Collect each line of the listing below that contains the string "succulent", treating uppercase and lowercase letters as different.

--- Begin Material provided ---

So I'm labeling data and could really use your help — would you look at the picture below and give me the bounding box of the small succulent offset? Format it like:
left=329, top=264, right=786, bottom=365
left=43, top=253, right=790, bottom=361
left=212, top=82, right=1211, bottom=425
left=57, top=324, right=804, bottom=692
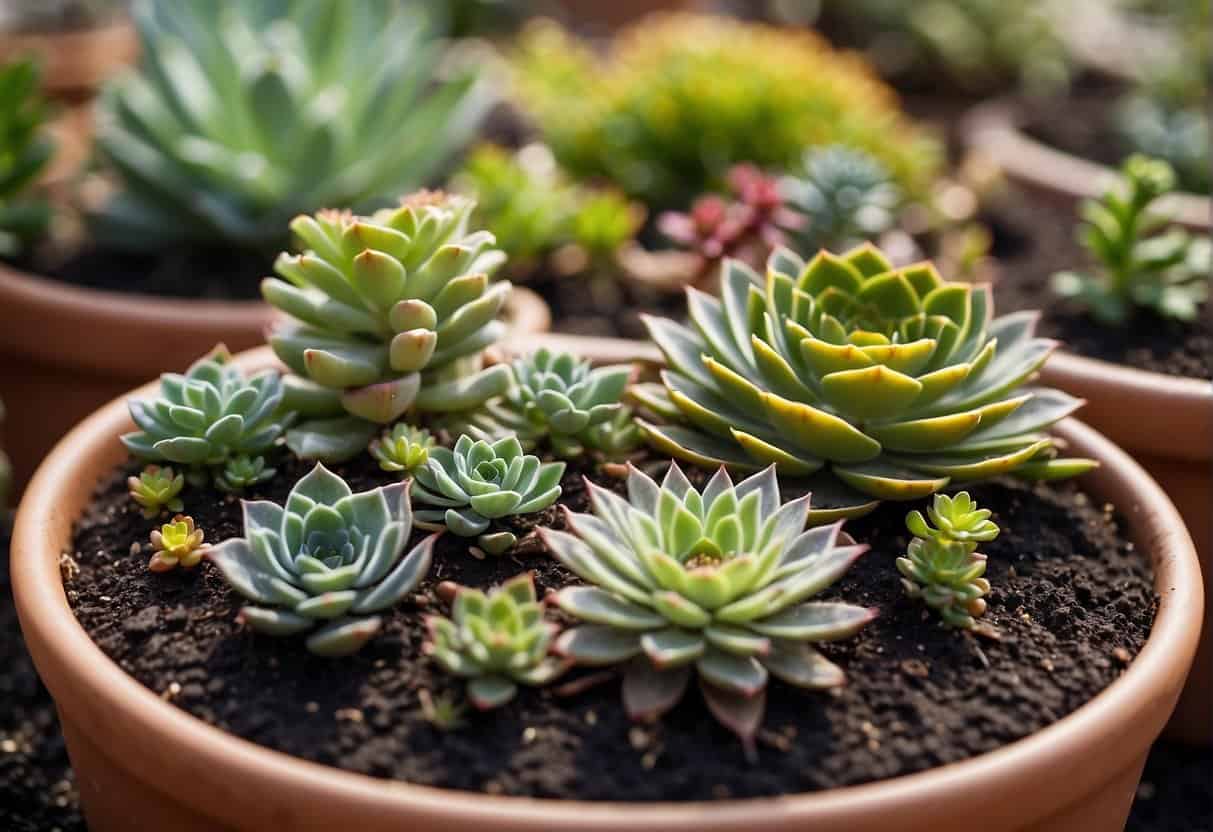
left=369, top=422, right=434, bottom=477
left=261, top=192, right=511, bottom=461
left=126, top=465, right=186, bottom=520
left=207, top=463, right=437, bottom=656
left=633, top=244, right=1094, bottom=513
left=412, top=435, right=564, bottom=554
left=1053, top=155, right=1213, bottom=324
left=423, top=572, right=568, bottom=711
left=780, top=144, right=901, bottom=251
left=121, top=344, right=290, bottom=489
left=898, top=491, right=1000, bottom=629
left=148, top=514, right=207, bottom=572
left=540, top=465, right=875, bottom=754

--- End Material provided ---

## Exercise answer
So I'm labeling data and could really use your help — would you look at the picture below and give me the bounding box of the small succulent offset? Format it like:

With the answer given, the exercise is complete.